__Document excerpt__.
B (00:17:19): Depends on the city. In Honolulu, all the citation revenue gets eaten up with the operating costs of PROCESSING them. In places where there's an actual profit, it gets used to fund other programs NEVER the Department itself (which actually DOES make a little bit of sense becuase it would be a conflict of interests, in a way, if we made money off of how many tickets we write, you know?)

Me (00:17:42): I can understand that.
Me (00:18:40): The point I was making is that I have nothing to do with the arts anymore.
Me (00:18:53): My boss doesn't either, he has a degree in business.

B (00:19:00): But the point I'm making is this, you're asking me to agree that we should be giving government money, which COULD be used to buy things like matchgrade ammo or, better yet, BODY ARMOR that MIGHT actually stop some of the rounds that the scumbags are loading into their guns, to a theater, just because they can't support themselves on their own. I don't deny that it's a shitty situation, but, art SHOULD pay for itself. Many, many art-based businesses do.

Me (00:19:14): But I work in a place that's dependent on federal funding.

B (00:19:16): Things that have no way of making their own revenue, like police departments, deserve the money more.

Me (00:19:18): B -
Me (00:19:24): you may have missed some of what I wrote.

__Stored records__.
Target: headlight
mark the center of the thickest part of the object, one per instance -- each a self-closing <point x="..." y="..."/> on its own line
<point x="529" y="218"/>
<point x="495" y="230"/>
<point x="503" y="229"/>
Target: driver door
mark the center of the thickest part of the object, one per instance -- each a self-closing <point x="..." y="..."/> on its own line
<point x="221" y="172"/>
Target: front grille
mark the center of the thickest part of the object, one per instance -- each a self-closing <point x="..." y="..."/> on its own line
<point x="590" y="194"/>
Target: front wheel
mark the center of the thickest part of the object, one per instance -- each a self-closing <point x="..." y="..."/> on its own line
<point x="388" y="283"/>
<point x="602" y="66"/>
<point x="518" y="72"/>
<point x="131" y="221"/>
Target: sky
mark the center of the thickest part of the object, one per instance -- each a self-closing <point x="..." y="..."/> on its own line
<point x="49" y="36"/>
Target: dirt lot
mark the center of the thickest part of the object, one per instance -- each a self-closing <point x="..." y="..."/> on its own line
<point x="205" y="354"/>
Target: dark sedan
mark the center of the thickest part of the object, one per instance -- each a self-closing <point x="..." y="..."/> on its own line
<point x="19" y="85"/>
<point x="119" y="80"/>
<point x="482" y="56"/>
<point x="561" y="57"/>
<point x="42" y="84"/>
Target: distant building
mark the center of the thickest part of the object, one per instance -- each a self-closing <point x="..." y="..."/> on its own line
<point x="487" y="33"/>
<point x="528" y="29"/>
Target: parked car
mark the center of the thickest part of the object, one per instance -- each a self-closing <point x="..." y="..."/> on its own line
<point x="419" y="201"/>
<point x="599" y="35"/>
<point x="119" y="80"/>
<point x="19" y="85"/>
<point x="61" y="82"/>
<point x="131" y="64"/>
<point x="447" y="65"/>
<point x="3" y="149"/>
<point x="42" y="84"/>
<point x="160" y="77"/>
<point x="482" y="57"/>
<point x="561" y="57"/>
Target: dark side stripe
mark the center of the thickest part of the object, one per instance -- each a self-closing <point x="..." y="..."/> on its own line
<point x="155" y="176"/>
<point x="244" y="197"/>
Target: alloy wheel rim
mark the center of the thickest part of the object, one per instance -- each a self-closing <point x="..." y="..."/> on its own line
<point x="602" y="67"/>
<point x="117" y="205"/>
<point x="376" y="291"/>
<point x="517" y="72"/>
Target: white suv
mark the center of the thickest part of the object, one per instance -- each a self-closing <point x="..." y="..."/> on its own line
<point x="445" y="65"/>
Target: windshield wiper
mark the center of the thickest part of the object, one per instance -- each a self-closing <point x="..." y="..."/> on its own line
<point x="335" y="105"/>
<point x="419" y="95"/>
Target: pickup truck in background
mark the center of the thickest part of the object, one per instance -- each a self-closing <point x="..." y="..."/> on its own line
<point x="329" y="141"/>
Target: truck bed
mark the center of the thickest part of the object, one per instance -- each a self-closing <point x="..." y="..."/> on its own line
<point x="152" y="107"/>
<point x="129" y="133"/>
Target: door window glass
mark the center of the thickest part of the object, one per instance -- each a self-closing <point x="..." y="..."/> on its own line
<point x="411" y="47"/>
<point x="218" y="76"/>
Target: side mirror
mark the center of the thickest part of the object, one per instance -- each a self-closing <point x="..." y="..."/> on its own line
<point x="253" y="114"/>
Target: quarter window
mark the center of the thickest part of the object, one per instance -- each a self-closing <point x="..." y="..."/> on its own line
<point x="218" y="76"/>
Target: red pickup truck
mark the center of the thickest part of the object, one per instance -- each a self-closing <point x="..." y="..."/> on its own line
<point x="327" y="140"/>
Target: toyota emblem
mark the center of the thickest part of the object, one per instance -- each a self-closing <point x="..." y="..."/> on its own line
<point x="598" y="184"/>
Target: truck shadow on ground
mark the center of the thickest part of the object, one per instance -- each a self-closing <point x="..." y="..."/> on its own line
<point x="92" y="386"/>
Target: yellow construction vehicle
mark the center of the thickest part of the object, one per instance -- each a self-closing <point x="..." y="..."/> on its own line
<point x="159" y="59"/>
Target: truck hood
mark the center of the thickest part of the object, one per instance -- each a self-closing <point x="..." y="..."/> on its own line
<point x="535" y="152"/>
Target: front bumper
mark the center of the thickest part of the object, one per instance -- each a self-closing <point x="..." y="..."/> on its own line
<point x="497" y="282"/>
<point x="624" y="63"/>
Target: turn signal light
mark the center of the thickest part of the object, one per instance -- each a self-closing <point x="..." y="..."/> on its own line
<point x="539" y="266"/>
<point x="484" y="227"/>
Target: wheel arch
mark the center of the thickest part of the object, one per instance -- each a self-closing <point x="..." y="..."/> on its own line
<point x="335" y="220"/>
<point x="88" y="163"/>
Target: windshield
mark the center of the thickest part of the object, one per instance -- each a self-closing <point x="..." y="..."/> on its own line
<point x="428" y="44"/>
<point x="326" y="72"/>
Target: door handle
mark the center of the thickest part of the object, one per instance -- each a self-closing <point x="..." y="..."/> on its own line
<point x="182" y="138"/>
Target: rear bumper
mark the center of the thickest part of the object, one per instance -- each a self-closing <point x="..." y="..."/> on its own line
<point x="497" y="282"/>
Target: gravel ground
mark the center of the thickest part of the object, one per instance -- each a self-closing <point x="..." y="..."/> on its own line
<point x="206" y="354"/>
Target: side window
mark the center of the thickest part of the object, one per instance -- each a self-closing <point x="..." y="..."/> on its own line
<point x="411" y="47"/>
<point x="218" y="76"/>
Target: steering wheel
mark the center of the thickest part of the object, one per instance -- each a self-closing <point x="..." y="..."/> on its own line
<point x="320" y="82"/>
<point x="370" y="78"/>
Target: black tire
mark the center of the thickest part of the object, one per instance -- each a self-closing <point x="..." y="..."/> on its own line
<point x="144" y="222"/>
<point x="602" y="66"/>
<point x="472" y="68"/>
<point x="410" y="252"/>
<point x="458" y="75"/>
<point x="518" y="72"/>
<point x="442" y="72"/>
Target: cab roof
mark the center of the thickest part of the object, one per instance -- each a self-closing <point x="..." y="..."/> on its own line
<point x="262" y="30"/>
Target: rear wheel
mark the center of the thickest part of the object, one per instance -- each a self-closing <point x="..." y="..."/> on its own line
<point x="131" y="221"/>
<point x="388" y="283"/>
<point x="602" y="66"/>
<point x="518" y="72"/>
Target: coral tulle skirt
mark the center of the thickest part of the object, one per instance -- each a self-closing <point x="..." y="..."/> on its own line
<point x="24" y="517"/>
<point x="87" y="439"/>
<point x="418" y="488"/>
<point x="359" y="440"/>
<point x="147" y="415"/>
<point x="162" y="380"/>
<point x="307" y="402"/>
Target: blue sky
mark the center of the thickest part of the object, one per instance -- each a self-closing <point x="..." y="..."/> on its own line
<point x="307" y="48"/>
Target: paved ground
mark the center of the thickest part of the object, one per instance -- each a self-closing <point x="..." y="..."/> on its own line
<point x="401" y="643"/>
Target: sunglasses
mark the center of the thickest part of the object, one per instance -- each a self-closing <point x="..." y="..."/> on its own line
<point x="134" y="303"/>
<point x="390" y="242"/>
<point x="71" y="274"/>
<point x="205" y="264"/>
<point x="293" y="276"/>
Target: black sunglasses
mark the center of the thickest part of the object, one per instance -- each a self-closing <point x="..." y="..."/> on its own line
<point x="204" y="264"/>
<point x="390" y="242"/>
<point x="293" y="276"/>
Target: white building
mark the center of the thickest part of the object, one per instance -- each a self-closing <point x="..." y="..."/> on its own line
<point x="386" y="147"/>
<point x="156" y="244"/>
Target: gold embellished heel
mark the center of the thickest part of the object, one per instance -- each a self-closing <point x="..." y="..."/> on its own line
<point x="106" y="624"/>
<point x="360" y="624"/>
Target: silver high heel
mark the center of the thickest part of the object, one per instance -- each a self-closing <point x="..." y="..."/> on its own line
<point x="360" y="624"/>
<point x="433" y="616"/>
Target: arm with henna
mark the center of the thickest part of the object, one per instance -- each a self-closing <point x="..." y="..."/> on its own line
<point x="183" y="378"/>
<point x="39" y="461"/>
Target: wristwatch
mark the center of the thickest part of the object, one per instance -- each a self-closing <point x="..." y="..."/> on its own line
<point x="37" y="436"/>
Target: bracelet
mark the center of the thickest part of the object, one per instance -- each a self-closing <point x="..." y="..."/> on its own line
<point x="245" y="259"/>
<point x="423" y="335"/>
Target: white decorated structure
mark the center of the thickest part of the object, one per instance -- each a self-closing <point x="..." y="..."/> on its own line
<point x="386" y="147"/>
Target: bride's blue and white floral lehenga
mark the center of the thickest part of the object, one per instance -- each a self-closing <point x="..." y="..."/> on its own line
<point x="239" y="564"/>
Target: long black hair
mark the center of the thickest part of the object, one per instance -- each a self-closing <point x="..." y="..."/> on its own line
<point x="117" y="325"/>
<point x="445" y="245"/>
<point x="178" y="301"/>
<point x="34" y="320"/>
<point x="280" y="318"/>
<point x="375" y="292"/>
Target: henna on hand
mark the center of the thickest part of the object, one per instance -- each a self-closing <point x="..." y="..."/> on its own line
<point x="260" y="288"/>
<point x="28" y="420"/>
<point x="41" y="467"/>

__Required task__.
Continue the chat about arts funding from its last line. Please leave the data aside; it has no role here.

__Written response__.
Me (00:19:33): Re;
Me (00:19:43): the part where I say "if it's as profitable as I estimate it could be

B (00:20:12): Oh, right, I do see that now.

Me (00:20:15): we could free up the grant money were going to give them for other things instead."

B (00:20:21): Okay, I missed part of that, so yes, that'd be a good idea.

Me (00:20:33): I AM asking the arts to pay for themselves.
Me (00:20:40): I'm just not going to be a dick about it like Congress usually is.

B (00:20:43): But I fail to see how this would work without sinking some money into it in the first place. That's the only thing you'll have to sell me on.
B (00:20:52): But yes, that's actually a pretty bright idea.

Me (00:21:00): Well, the artists who perform would be there voluntarily.
Me (00:21:12): And the venues they perform in would be asked to donate their space and equipment.

B (00:21:22): I like my idea of taxing entertainers at a significant amount higher.
B (00:21:55): Like, for example, if a businessman makes a million dollars, he gets taxed about 50%. If an entertainer makes a ticket, you should take about 75% of it.

Me (00:21:58): The trade off would be that more money goes to the arts, so if they can sacrifice one day out of the year, they have greater potential for increased revenue to follow.
Me (00:22:24): That doesn't make any sense.
Me (00:22:28): And I'll tell you why.

B (00:23:21): I'm listening, but i have to get ready for work in about 10 minutes.

Me (00:23:31): If a businessman makes a million dollars, he likely has a strong business model and his million dollars is the start of a larger income to follow. He may, over the course of his life, make many many millions of dollars. His children could continue on the legacy of making millions of dollars.
Me (00:23:47): When an entertainer makes a lot of money, like a comedian or a musician or a football player, there's no business model there.
Me (00:24:06): Their success is entirely dependant on their health, the demands of the public, and their ability to keep performing.
Me (00:24:12): They have no assurance of more money to come.
Me (00:24:27): It's just not fair to take more from them.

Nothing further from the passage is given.